__TEXT PASSAGE__.

▼

In light of Lennear, we granted a certificate of appealability in this appeal on the question

of whether “the prison disciplinary hearings failed to comport with the Due Process Clause

because the hearing officers failed to review the surveillance video of the incident,” with

directions to “address [the] decision in Lennear . . . , and whether the retroactivity analysis

announced in Teague . . . , and its progeny, applies in this case.” By order dated January

29, 2020, we also appointed counsel to represent Wall, and we have much appreciated their

fine and professional work.

                                              II

       Teague and its progeny establish that while “new procedural rules apply to cases

pending in trial courts and on direct review,” they “do not apply retroactively on federal

collateral review.” Edwards v. Vannoy, 141 S. Ct. 1547, 1562 (2021).               Moreover,

“Teague’s nonretroactivity principle acts as a limitation on the power of federal courts to

grant ‘habeas corpus relief to . . . state prisoner[s].’” Beard v. Banks, 542 U.S. 406, 412

(2004) (emphasis added) (quoting Caspari v. Bohlen, 510 U.S. 383, 389 (1994)).

       In this appeal, Wall argues that while Lennear announced a new rule, Teague does

not apply because “[its] restrictions rest on finality and comity concerns raised when a

federal court upsets a final judgment no longer subject to direct review — considerations

not implicated by judicial review of a prison administrative decision. Where, as here, a

                                              7
prisoner’s first and only opportunity for judicial review of such a decision is federal habeas

corpus, the habeas court must apply binding precedent like Lennear.” This argument

implies, as Wall states explicitly, that his federal habeas petition does not involve collateral

review but instead “direct judicial review” not subject to the Teague retroactivity

principles.

▲

__DATASET RECORDS__.
▼

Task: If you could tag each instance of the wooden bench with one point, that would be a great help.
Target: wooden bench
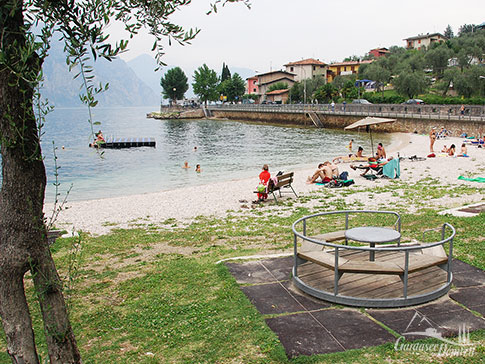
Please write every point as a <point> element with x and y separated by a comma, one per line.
<point>416,263</point>
<point>284,181</point>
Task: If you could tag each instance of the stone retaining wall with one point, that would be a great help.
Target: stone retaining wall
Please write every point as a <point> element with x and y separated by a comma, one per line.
<point>421,126</point>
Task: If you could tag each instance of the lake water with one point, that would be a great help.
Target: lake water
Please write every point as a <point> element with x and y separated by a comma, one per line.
<point>225,150</point>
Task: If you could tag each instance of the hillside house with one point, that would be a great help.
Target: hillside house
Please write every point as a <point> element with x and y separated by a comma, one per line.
<point>379,52</point>
<point>252,85</point>
<point>307,68</point>
<point>265,80</point>
<point>424,40</point>
<point>344,68</point>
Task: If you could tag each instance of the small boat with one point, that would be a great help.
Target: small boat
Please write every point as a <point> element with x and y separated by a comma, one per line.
<point>118,143</point>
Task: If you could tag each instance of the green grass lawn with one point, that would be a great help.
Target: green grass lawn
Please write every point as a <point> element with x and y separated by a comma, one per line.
<point>156,295</point>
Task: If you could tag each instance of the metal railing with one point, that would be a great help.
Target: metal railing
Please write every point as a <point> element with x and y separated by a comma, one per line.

▲

__EXERCISE SET__.
[a] From the passage on Teague retroactivity, translate this sentence into Spanish: "By order dated January 29, 2020, we also appointed counsel to represent Wall, and we have much appreciated their fine and professional work."
[b] Please carry the passage on Teague retroactivity forward from its last sentence.

__THE ANSWERS__.
[a] Mediante orden de fecha 29 de enero de 2020, también designamos abogados para representar a Wall, y hemos apreciado mucho su excelente y profesional labor.

[b]
       We conclude that Wall’s argument lacks both factual and legal support.

                                               A

       At the outset, we note that Wall is a state-incarcerated inmate who, pursuant to a

final judgment of state courts, is serving a sentence of over 40 years. And by virtue of state

law, he can obtain a reduction of that sentence as a result of good conduct while in prison.

See Va. Code Ann. § 53.1-202.2. But an inmate’s good conduct credits can also be revoked

for misconduct while in prison. See id. § 53.1-189. Prison conduct therefore can, and does,

affect an inmate’s sentence and thus the duration of his custody.

       When good conduct credits are revoked, state procedure requires that the inmate be

given: (1) written notice, (2) a hearing, (3) the assistance of a staff member or fellow inmate

for his defense, (4) a written statement of reasons for the revocation, and (5) a right to

appeal administratively. See Va. Admin. Code § 15-40-833. And the administrative

decision may be reviewed judicially by filing a petition for a writ of habeas corpus in a

state circuit court or in the Virginia Supreme Court if the decision “impact[s] the duration

of the [inmate’s] confinement,” such as the loss of good conduct credits. Carroll, 685

S.E.2d at 652; see also Va. Code Ann. § 8.01-654.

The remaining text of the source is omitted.